**抜粋文:**
■ ■ ■ ■ ■ ■ ■

急速に進む円安により、日本での新しい「iPhone 14」シリーズの価格が高くなってしまったことが話題となっているが、円安による影響は価格の高騰だけでなく、海外の組織的手な「転売ヤー」による買い占めという別の問題につながりかねない。ここ最近のスマートフォン激安販売の復活により、携帯電話業界でも問題視されるようになった転売ヤーだが、その影響はより深刻なものになる可能性がありそうだ。
2022年、とりわけロシアによるウクライナへの侵攻が始まって以降、為替の変動が非常に激しくなっており、世界的なドル高の影響を受けて大幅な円安が進行。年初時点では1ドル当たり110円台であったのが、執筆時点では140円台と、1年に満たない間に30円もの円安となっている。
その影響が大きく出ているのは輸入品の価格高騰であり、2022年に入ってあらゆるモノの価格が値上がりしている状況なのだが、IT製品、とりわけ日本で人気の高いiPhoneもその例外ではない。急速な円安の進行を受ける形で、アップルは2022年7月に既存のiPhoneの価格を大幅に値上げしたのだが、日本時間の2022年9月8日に発表された新しい「iPhone 14」シリーズも、やはり前年の「iPhone 13」シリーズと比べ大幅に値段が上がっており落胆する人も少なくなかったようだ。

■ ■ ■ ■ ■ ■ ■

**提供データ:**

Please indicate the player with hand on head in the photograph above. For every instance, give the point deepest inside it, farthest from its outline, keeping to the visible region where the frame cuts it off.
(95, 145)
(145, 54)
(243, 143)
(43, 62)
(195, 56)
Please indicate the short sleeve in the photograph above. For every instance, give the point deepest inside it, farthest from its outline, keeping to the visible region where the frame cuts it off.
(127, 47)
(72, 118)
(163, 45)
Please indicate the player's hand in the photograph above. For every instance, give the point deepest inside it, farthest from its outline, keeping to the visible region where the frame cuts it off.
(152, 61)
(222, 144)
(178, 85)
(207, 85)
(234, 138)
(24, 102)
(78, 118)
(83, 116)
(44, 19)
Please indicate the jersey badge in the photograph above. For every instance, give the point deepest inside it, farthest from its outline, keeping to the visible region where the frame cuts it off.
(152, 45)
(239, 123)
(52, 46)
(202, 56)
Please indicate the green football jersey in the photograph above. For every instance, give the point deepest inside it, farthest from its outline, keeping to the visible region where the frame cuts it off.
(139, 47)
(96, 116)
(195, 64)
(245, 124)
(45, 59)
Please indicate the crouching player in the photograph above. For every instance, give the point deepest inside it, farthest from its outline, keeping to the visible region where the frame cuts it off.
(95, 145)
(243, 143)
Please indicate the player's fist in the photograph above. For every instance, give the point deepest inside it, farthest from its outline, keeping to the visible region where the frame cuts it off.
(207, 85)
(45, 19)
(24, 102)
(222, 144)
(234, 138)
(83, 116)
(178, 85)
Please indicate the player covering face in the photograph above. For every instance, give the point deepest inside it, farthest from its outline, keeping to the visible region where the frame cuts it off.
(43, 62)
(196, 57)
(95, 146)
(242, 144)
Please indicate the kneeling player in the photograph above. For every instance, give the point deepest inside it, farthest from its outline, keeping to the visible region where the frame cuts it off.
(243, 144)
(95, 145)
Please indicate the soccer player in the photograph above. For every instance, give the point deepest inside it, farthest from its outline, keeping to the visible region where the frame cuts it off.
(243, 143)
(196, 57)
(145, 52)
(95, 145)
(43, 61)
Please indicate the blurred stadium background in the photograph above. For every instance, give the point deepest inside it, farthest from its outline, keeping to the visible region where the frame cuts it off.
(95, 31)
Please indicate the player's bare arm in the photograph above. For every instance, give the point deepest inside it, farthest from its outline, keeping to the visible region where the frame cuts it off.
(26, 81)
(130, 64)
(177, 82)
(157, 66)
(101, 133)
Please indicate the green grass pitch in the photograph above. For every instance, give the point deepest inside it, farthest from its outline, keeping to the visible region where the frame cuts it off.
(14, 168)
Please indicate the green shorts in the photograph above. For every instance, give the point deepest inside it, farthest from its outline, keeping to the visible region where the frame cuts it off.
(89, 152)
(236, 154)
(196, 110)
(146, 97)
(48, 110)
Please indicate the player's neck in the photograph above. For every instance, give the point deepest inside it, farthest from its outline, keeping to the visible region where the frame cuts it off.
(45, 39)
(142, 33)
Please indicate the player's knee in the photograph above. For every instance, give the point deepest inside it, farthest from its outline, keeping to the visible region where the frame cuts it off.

■ ■ ■ ■ ■ ■ ■

円安とiPhoneの価格に関する上の抜粋文を、一字一句変えずに全文書き出しなさい。

**解答:**
急速に進む円安により、日本での新しい「iPhone 14」シリーズの価格が高くなってしまったことが話題となっているが、円安による影響は価格の高騰だけでなく、海外の組織的手な「転売ヤー」による買い占めという別の問題につながりかねない。ここ最近のスマートフォン激安販売の復活により、携帯電話業界でも問題視されるようになった転売ヤーだが、その影響はより深刻なものになる可能性がありそうだ。
2022年、とりわけロシアによるウクライナへの侵攻が始まって以降、為替の変動が非常に激しくなっており、世界的なドル高の影響を受けて大幅な円安が進行。年初時点では1ドル当たり110円台であったのが、執筆時点では140円台と、1年に満たない間に30円もの円安となっている。
その影響が大きく出ているのは輸入品の価格高騰であり、2022年に入ってあらゆるモノの価格が値上がりしている状況なのだが、IT製品、とりわけ日本で人気の高いiPhoneもその例外ではない。急速な円安の進行を受ける形で、アップルは2022年7月に既存のiPhoneの価格を大幅に値上げしたのだが、日本時間の2022年9月8日に発表された新しい「iPhone 14」シリーズも、やはり前年の「iPhone 13」シリーズと比べ大幅に値段が上がっており落胆する人も少なくなかったようだ。